## WHAT TO DO
a) From the loan data walkthrough, reproduce the text between "200 35000 90000" and "to the highest.", inclusive, switching "subcategories" to "bins".
b) Render this sentence from the loan data walkthrough in Spanish: "We will discretize the variable of GrAppv into five categories."
c) According to the loan data walkthrough, which value in MIS_Status is defined to be loan default?

--- PASSAGE PROVIDED ---

For this step, the value CHGOFF in MIS_Status is defined to be loan
default. The default rate will be the percentage of CHGOFF in
MIS_Status.
default.rates <- loan.updated %>%
group_by(NAICS.combined) %>%
summarise(total = n(),
defaults = sum(MIS_Status == "CHGOFF", na.rm = TRUE),
default.rates = defaults / total)
We can view the values of the default rates which we calculated.
default.rates
# A tibble: 1 × 4
NAICS.combined total defaults default.rates
<chr> <int> <int> <dbl>
1 <NA> 899023 157543 0.175
Now, we have successfully calculated the default rates for our
NAICS.combined variable which we created to group together the sparse
categories.
Discretizing the
GrAppv Variable
We will discretize the variable of GrAppv into five categories. This
variable represents the gross amount of the loan that has been approved
by the bank.
We will create these categories based upon the overall level of he
value of the GrAppv value. These subcategories will split the GrAppv
variable into five levels, “lowest”, “low”, “medium”, “high”, and
“highest” based upon the value of the gross amount of loan that has been
approved by the ban.
First, let’s look at a quick summary of the original GrAppv
variable.
summary(loan.updated$GrAppv)
Min. 1st Qu. Median Mean 3rd Qu. Max.
200 35000 90000 192676 225000 5472000
As we can see, the minimum value of the variable is $200, and the
maximum value is $5,472,000. The median value is $90,000 indicating that
the maximum value differs much more greatly from the median value than
the minimum value does.
We will split the GrAppv variable into five subcategories based upon
the value of each observation. We will create a new variable called
“GrAppv.dis” to represent the discretized version of the original GrAppv
variable.
loan.updated$GrAppv.dis <- cut(loan.updated$GrAppv,
breaks = 5,
labels = c("Lowest", "Low", "Medium", "High", "Highest"))
Now we have five subcategories of the GrAppv variable split up from
the lowest to the highest.
Density Curves
Lastly, we will draw the density curves of SBA_Appv for each of the
five sub-populations that were created in the previous part. We will
place these five density curves onto the same plot.
ggplot(loan.updated, aes(x = SBA_Appv, fill = GrAppv.dis)) +
geom_density(alpha = 0.5) +
labs(title = "Density Curves of SBA_Appv for the \n Five SubCategories of GrAppv",
x = "SBA_Appv", y = "Density")

In the graph, we can see the density curves of the SBA_Appv variable
for each of the five categories of GrAppv that we created in the
previous part. We can see that these five categories have been
color-coded by their respective rank of “lowest”, “low”, “medium”,
“high”, “or highest”.

--- RECORD EXCERPTS ---

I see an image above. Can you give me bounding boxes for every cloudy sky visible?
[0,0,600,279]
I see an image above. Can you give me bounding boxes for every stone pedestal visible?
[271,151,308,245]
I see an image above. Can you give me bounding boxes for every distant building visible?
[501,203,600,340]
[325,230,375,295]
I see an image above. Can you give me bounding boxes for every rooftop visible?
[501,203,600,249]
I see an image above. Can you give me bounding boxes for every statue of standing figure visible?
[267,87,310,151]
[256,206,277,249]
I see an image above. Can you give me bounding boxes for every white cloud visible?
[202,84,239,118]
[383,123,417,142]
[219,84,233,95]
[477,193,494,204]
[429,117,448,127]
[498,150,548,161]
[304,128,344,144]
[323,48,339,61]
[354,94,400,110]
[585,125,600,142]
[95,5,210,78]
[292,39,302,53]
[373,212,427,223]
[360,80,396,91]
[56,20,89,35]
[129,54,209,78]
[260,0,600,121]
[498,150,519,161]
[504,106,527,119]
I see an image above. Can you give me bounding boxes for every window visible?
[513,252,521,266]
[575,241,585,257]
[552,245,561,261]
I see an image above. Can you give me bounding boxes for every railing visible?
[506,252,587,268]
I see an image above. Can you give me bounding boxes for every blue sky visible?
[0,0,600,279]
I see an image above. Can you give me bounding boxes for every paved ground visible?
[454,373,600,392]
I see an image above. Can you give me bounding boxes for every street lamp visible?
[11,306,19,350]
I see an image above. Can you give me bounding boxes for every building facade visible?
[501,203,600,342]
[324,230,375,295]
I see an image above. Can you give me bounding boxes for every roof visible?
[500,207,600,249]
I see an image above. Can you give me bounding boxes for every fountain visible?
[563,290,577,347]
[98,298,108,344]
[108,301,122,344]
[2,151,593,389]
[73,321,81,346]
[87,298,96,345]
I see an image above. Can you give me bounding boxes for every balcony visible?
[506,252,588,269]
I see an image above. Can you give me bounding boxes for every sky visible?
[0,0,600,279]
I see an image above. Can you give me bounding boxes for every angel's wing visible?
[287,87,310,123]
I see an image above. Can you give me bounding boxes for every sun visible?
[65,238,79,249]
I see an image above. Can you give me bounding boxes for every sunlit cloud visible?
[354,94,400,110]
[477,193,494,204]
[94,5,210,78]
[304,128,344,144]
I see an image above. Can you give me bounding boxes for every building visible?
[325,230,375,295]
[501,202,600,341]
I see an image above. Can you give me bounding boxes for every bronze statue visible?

---

## PER-TASK OUTPUTS
a)
200 35000 90000 192676 225000 5472000
As we can see, the minimum value of the variable is $200, and the
maximum value is $5,472,000. The median value is $90,000 indicating that
the maximum value differs much more greatly from the median value than
the minimum value does.
We will split the GrAppv variable into five bins based upon
the value of each observation. We will create a new variable called
“GrAppv.dis” to represent the discretized version of the original GrAppv
variable.
loan.updated$GrAppv.dis <- cut(loan.updated$GrAppv,
breaks = 5,
labels = c("Lowest", "Low", "Medium", "High", "Highest"))
Now we have five bins of the GrAppv variable split up from
the lowest to the highest.

b) Discretizaremos la variable GrAppv en cinco categorías.

c) CHGOFF